| DATA |
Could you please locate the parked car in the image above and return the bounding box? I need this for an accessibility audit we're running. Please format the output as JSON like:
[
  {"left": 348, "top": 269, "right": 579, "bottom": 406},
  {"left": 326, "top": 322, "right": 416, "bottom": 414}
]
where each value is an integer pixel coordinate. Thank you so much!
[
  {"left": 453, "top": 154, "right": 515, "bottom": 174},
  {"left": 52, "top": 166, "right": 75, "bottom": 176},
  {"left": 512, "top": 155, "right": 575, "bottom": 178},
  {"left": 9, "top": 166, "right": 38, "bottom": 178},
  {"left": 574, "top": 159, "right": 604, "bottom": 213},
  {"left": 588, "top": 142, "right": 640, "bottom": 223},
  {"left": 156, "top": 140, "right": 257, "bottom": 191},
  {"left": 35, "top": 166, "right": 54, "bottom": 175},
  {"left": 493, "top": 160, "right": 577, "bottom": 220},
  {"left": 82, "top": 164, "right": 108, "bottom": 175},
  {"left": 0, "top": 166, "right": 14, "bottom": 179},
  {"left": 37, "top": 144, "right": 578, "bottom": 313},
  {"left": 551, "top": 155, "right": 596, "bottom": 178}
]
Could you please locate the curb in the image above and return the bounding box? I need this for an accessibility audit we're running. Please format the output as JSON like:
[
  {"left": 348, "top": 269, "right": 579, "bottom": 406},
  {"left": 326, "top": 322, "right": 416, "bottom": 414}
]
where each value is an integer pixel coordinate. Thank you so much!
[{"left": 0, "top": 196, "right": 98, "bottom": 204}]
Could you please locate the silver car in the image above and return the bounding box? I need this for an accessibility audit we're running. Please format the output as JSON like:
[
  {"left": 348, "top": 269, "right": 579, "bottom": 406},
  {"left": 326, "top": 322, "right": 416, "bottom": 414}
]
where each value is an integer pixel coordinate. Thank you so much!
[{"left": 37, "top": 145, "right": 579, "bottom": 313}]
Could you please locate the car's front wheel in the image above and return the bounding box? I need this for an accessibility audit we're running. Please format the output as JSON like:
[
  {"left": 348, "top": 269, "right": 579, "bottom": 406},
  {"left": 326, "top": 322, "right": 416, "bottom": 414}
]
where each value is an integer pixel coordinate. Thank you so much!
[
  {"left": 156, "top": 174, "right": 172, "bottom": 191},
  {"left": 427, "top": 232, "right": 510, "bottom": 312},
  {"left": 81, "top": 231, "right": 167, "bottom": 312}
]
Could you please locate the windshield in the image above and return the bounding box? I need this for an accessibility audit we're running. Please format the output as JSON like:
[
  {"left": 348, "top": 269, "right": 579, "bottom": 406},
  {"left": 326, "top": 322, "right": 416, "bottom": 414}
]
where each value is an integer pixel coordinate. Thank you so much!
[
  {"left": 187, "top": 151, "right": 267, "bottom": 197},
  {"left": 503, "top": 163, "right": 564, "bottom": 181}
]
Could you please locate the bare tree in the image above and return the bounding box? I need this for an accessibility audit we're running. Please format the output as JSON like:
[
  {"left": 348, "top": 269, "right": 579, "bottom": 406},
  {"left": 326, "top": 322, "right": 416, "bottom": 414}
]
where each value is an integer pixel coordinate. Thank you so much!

...

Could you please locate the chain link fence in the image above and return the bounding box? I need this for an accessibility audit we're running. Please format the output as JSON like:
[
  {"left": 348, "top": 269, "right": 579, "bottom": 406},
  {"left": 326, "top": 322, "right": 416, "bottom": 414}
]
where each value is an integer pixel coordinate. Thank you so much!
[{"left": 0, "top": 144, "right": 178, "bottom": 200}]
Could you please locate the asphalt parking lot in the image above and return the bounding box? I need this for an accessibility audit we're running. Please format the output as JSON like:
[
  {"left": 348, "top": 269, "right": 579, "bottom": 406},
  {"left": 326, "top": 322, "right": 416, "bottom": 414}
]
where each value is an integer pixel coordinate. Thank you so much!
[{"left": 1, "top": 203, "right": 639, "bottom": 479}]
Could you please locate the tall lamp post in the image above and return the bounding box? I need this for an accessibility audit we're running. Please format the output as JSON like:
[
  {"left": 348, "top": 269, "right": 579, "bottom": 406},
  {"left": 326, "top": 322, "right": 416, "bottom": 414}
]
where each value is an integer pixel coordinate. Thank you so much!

--

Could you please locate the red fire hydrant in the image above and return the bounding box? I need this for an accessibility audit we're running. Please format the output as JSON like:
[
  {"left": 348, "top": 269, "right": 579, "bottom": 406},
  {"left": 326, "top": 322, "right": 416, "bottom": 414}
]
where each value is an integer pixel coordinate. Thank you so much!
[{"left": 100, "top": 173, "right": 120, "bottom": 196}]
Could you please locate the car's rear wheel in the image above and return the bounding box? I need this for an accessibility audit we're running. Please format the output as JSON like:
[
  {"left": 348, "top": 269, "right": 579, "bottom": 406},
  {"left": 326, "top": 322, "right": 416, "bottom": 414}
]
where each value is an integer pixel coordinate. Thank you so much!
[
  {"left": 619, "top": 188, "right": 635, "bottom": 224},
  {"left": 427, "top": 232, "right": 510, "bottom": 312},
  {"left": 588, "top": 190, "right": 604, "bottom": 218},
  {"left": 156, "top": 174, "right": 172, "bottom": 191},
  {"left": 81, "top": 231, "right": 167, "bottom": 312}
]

| DIRECTIONS |
Which lines in the listing have the string "wheel"? Pick them out and copy them.

| WRITTEN REPLY |
Could you please locate the car's front wheel in the image above and return the bounding box? I need this for an accessibility audit we're running. Please format the output as JSON like:
Could you please locate the car's rear wheel in the image above and return the bounding box? I need this for an accessibility audit we're running. Please format the output as JSON like:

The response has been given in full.